- WRITTEN EXERCISE
Format each line of the listing below as a numbered list, omitting any blank lines.
===
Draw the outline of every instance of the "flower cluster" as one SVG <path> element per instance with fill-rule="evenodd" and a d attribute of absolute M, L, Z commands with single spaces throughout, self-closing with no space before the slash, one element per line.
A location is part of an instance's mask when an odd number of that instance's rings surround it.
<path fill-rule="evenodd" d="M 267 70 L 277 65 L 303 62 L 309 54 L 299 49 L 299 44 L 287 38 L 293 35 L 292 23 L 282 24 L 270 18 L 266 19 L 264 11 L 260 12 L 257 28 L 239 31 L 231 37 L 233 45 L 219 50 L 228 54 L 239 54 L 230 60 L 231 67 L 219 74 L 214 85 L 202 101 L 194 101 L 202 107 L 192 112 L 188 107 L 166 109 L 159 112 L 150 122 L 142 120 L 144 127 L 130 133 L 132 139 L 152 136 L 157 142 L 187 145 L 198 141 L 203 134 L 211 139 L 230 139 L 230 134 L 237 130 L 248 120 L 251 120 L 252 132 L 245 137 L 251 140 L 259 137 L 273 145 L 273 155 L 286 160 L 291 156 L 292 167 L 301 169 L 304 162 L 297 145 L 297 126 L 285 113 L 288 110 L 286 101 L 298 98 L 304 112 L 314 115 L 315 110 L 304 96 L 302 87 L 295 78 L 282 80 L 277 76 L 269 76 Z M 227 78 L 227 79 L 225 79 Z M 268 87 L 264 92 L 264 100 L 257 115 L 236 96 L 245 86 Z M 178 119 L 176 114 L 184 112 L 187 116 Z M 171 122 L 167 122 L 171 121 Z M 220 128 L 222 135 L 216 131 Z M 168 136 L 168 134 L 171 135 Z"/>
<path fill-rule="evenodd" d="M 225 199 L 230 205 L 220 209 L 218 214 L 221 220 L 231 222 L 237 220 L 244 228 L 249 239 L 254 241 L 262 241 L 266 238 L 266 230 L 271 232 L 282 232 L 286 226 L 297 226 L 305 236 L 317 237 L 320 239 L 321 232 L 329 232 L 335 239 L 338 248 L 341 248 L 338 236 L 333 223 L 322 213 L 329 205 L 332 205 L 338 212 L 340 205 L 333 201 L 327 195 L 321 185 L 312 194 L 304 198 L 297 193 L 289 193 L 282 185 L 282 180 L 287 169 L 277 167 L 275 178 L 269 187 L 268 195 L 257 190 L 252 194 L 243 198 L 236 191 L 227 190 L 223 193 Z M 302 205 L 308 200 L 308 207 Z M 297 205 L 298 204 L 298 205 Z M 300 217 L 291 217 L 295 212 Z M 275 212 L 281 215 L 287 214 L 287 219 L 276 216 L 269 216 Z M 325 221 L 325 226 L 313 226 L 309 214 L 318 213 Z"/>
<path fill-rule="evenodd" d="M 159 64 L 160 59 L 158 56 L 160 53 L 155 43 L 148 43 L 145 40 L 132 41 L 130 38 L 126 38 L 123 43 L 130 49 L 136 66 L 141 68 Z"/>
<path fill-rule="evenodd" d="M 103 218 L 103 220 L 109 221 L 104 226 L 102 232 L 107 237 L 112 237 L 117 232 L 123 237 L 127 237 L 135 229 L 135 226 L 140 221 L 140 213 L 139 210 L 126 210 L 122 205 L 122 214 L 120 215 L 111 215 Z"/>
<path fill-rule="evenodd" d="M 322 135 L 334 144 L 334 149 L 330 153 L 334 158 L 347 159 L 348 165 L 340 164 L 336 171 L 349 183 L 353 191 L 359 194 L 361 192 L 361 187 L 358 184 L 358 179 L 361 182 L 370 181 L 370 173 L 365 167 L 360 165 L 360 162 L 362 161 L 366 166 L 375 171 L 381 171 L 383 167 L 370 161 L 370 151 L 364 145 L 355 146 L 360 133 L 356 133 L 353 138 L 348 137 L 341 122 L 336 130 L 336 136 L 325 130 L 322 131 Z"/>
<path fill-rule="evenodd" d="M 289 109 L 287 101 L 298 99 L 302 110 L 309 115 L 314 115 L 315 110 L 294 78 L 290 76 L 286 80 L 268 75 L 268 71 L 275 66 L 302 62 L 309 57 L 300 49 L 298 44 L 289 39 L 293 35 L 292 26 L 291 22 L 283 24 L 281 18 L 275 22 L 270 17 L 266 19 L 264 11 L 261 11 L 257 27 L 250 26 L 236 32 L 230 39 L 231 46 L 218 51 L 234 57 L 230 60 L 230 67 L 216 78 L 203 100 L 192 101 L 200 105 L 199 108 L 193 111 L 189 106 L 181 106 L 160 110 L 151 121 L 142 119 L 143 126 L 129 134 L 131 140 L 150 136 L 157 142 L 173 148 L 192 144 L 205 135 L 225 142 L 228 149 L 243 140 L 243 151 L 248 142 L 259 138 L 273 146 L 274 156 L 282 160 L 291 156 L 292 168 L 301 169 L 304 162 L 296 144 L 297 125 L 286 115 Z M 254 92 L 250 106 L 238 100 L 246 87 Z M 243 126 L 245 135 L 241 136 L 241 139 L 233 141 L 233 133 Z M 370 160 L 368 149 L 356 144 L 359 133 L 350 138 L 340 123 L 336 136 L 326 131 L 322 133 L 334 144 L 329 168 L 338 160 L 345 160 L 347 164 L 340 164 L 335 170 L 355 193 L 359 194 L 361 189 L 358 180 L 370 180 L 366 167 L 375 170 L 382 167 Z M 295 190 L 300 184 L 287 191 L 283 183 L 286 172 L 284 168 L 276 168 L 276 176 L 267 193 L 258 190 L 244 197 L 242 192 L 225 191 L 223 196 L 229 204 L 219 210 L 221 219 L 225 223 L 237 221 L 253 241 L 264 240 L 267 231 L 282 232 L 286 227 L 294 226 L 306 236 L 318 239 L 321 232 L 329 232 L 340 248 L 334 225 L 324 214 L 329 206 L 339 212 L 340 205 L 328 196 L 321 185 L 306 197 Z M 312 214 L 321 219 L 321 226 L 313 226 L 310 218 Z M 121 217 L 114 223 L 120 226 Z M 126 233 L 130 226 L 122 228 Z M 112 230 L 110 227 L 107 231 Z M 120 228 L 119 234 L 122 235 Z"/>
===
- SOLUTION TO THIS TASK
1. Draw the outline of every instance of the "flower cluster" as one SVG <path> element per instance with fill-rule="evenodd" and a d attribute of absolute M, L, Z commands with single spaces throughout, self-closing with no space before the slash, one element per line.
2. A location is part of an instance's mask when an odd number of that instance's rings surround it.
3. <path fill-rule="evenodd" d="M 267 70 L 277 65 L 303 62 L 309 54 L 299 49 L 299 44 L 287 38 L 293 35 L 292 23 L 282 24 L 270 18 L 266 19 L 264 11 L 260 12 L 257 28 L 239 31 L 231 37 L 233 45 L 219 50 L 228 54 L 239 54 L 230 60 L 231 67 L 219 74 L 214 85 L 202 101 L 194 101 L 202 107 L 192 112 L 188 107 L 166 109 L 159 112 L 150 122 L 142 120 L 144 127 L 130 133 L 132 139 L 152 136 L 157 142 L 187 145 L 198 141 L 203 134 L 211 139 L 230 139 L 230 134 L 237 130 L 248 120 L 251 120 L 252 132 L 245 137 L 251 140 L 259 137 L 273 145 L 273 155 L 286 160 L 291 156 L 292 167 L 301 169 L 304 162 L 297 145 L 297 126 L 285 113 L 288 110 L 286 101 L 298 98 L 304 112 L 314 115 L 315 110 L 304 96 L 302 87 L 295 78 L 282 80 L 277 76 L 269 76 Z M 227 78 L 227 79 L 225 79 Z M 268 87 L 264 92 L 264 100 L 257 115 L 236 96 L 245 86 Z M 178 119 L 176 114 L 184 112 L 187 116 Z M 171 122 L 167 122 L 171 121 Z M 220 128 L 222 135 L 216 131 Z M 168 136 L 168 134 L 171 135 Z"/>
4. <path fill-rule="evenodd" d="M 225 199 L 230 205 L 220 209 L 218 214 L 221 220 L 231 222 L 237 220 L 244 228 L 249 239 L 254 241 L 262 241 L 266 238 L 266 230 L 271 232 L 282 232 L 286 226 L 297 226 L 305 236 L 317 237 L 320 239 L 321 232 L 329 232 L 335 239 L 338 248 L 341 248 L 338 236 L 333 223 L 322 213 L 329 205 L 332 205 L 338 212 L 340 205 L 333 201 L 327 195 L 321 185 L 312 194 L 304 198 L 297 193 L 289 193 L 282 185 L 282 180 L 287 169 L 277 167 L 275 178 L 269 187 L 268 195 L 257 190 L 252 194 L 243 198 L 236 191 L 227 190 L 223 193 Z M 302 205 L 308 200 L 308 207 Z M 297 205 L 298 204 L 298 205 Z M 300 217 L 291 217 L 295 212 Z M 275 212 L 281 215 L 287 214 L 287 219 L 276 216 L 269 216 Z M 325 221 L 325 226 L 313 226 L 309 214 L 318 213 Z"/>
5. <path fill-rule="evenodd" d="M 159 64 L 160 59 L 158 56 L 160 53 L 155 43 L 148 43 L 145 40 L 132 41 L 130 38 L 126 38 L 123 43 L 130 49 L 136 66 L 141 68 Z"/>
6. <path fill-rule="evenodd" d="M 103 218 L 103 220 L 109 221 L 104 226 L 102 232 L 107 237 L 112 237 L 117 232 L 123 237 L 127 237 L 135 229 L 135 226 L 140 221 L 140 213 L 139 210 L 126 210 L 122 205 L 122 214 L 120 215 L 111 215 Z"/>
7. <path fill-rule="evenodd" d="M 322 135 L 334 144 L 334 149 L 330 153 L 334 158 L 347 159 L 348 165 L 340 164 L 336 171 L 349 183 L 353 191 L 359 194 L 361 192 L 361 187 L 358 184 L 358 179 L 361 182 L 370 181 L 370 173 L 365 167 L 360 165 L 360 162 L 362 161 L 366 166 L 375 171 L 381 171 L 383 167 L 370 161 L 370 151 L 364 145 L 355 146 L 360 133 L 356 133 L 353 138 L 348 137 L 341 122 L 336 130 L 336 136 L 325 130 L 322 131 Z"/>
8. <path fill-rule="evenodd" d="M 289 109 L 287 101 L 298 99 L 302 110 L 309 115 L 314 115 L 315 110 L 294 78 L 290 76 L 286 80 L 268 75 L 268 71 L 275 66 L 302 62 L 309 57 L 300 49 L 298 44 L 289 39 L 293 35 L 292 26 L 291 22 L 283 24 L 281 18 L 275 22 L 270 17 L 266 19 L 264 11 L 261 11 L 257 27 L 250 26 L 236 32 L 230 39 L 231 46 L 218 51 L 234 57 L 230 60 L 230 67 L 216 78 L 203 100 L 192 101 L 200 105 L 199 108 L 193 111 L 189 106 L 181 106 L 160 110 L 151 121 L 142 119 L 143 126 L 129 134 L 131 140 L 150 136 L 157 142 L 173 148 L 192 144 L 205 135 L 225 142 L 228 149 L 243 140 L 243 151 L 248 142 L 259 138 L 273 146 L 274 156 L 282 160 L 291 156 L 292 168 L 301 169 L 304 162 L 296 144 L 297 125 L 286 115 Z M 254 92 L 250 106 L 238 100 L 246 87 Z M 243 126 L 245 135 L 241 136 L 241 139 L 233 141 L 233 133 Z M 370 160 L 368 149 L 356 144 L 359 133 L 350 138 L 340 123 L 336 136 L 326 131 L 322 133 L 334 144 L 329 168 L 338 160 L 345 160 L 347 164 L 340 164 L 335 170 L 355 193 L 359 194 L 361 189 L 358 180 L 370 180 L 366 167 L 375 170 L 382 167 Z M 295 190 L 300 184 L 287 191 L 283 183 L 286 172 L 284 168 L 276 168 L 276 176 L 267 193 L 258 190 L 244 197 L 242 192 L 225 191 L 223 196 L 229 204 L 219 210 L 221 219 L 225 223 L 237 221 L 253 241 L 264 240 L 267 231 L 282 232 L 286 227 L 294 226 L 306 236 L 318 239 L 321 232 L 329 232 L 340 248 L 334 225 L 324 214 L 329 206 L 339 212 L 340 205 L 328 196 L 321 185 L 306 197 Z M 312 214 L 321 219 L 321 226 L 313 226 L 310 218 Z M 121 217 L 114 223 L 120 226 Z M 126 233 L 130 226 L 122 228 Z M 112 230 L 110 227 L 107 231 Z M 120 228 L 119 234 L 122 235 Z"/>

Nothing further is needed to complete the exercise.